_Data to use_
※ ※ ※

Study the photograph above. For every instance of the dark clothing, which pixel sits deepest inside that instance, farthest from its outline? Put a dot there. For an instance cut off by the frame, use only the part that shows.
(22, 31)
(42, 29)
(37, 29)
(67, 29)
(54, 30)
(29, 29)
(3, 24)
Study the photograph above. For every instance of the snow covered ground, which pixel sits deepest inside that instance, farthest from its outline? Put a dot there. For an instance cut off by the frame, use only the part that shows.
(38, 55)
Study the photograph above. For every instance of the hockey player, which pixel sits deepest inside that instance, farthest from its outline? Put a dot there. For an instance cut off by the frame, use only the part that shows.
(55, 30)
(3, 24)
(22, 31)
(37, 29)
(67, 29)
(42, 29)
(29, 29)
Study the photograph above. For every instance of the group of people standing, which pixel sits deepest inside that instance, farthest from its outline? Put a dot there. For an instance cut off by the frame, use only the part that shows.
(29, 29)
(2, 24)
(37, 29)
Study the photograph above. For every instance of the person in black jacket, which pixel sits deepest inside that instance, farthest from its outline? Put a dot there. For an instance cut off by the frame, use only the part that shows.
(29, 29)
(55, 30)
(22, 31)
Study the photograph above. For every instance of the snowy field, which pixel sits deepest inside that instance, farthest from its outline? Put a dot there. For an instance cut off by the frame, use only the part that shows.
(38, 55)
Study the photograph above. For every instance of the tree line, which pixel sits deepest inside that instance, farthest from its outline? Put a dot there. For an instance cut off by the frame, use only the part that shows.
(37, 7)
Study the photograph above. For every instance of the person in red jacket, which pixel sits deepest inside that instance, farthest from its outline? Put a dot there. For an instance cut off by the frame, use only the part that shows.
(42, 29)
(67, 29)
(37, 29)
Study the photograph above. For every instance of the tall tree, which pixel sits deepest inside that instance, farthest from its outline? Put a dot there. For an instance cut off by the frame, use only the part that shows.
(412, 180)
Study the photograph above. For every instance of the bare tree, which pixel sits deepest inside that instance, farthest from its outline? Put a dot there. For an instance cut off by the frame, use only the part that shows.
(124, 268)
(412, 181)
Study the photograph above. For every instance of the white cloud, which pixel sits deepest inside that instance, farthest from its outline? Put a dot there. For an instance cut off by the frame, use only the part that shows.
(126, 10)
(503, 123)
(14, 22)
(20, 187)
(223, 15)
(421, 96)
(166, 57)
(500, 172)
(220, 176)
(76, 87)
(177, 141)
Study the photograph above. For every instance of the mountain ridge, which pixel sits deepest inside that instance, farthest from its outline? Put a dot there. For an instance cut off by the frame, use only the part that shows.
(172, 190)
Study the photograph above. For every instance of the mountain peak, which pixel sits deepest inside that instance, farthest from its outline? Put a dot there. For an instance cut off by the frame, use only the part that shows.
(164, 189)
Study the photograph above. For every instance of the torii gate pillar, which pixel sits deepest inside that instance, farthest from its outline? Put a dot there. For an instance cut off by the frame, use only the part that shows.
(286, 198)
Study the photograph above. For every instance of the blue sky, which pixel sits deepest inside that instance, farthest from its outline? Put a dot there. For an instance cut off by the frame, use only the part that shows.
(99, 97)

※ ※ ※

_Aim of the exercise_
Rewrite the entire listing, replacing each occurrence of "Put a dot there" with "Mark a point there" and leaving everything else unchanged.

_Final result_
Study the photograph above. For every instance of the dark clothing, which pixel sits deepest inside that instance, farthest from its outline? Mark a point there. For an instance cut off by the frame, use only the part that shows.
(22, 31)
(42, 29)
(37, 29)
(67, 29)
(54, 30)
(29, 29)
(3, 24)
Study the photograph above. For every instance of the snow covered ground, which pixel sits deepest inside that instance, farthest from its outline? Mark a point there. For an instance cut off by the frame, use only the part that shows.
(38, 55)
Study the photograph above. For every instance of the hockey player, which pixel sits deepest inside that instance, farthest from its outline? Mark a point there. For an instance cut off by the frame, use only the part that shows.
(55, 30)
(3, 24)
(22, 31)
(37, 29)
(67, 29)
(42, 29)
(29, 29)
Study the photograph above. For every instance of the group of people standing, which pixel sits deepest inside that instance, farthest from its outline? Mark a point there. For an instance cut off by the frame, use only the part that shows.
(29, 29)
(2, 24)
(37, 29)
Study the photograph above. For every instance of the person in black jacket, which pixel sits deepest inside that instance, farthest from its outline? Mark a point there. For an instance cut off by the frame, use only the part that shows.
(29, 29)
(55, 30)
(22, 31)
Study the photograph above. For every instance of the snowy field, which pixel sits deepest inside that instance, farthest from its outline? Mark a point there. For an instance cut off by the frame, use only the part that shows.
(38, 55)
Study the photograph above. For every instance of the tree line, which pixel sits deepest inside that instance, farthest from its outline? Mark a point there. For an instance cut off by the frame, use only the part that shows.
(37, 7)
Study the photograph above. For every instance of the person in red jacket, which pixel sits deepest inside that instance, farthest from its outline? Mark a point there. For an instance cut off by the frame, use only the part that shows.
(42, 29)
(67, 29)
(37, 29)
Study the photograph above. For every instance of the tall tree, which pixel sits deepest inside that instance, farthest from its outline? Mark a point there. For an instance cut off by the frame, use only the part that shows.
(412, 180)
Study the photograph above. For every instance of the bare tree, which pixel sits deepest inside that instance, farthest from its outline? Mark a point there. For an instance cut off by the frame, use only the part that shows.
(124, 268)
(412, 181)
Study the photograph above. For every instance of the white cloud, which pixel sits deepest inside that instance, farthest from its outline? Mark a point there. For an instance cut off by the frame, use only the part that shows.
(126, 10)
(503, 123)
(14, 22)
(20, 187)
(223, 15)
(421, 96)
(166, 57)
(500, 172)
(220, 176)
(76, 87)
(177, 141)
Study the photograph above. For every instance of the mountain ridge, which pixel sits deepest inside that instance, farthest from its outline? Mark a point there. For an instance cut off by the frame, use only the part that shows.
(172, 190)
Study the photograph above. For every instance of the mountain peak, which pixel sits deepest inside that instance, farthest from its outline? Mark a point there. For an instance cut off by the frame, use only the part that shows.
(164, 189)
Study the photograph above. For every instance of the torii gate pillar, which pixel sits deepest inside that instance, farthest from its outline? Mark a point there. For an instance cut off by the frame, use only the part that shows.
(286, 198)
Study the photograph above. For every instance of the blue sky, which pixel sits deepest inside that instance, farthest from its outline? Mark a point there. For an instance cut off by the frame, use only the part that shows.
(99, 97)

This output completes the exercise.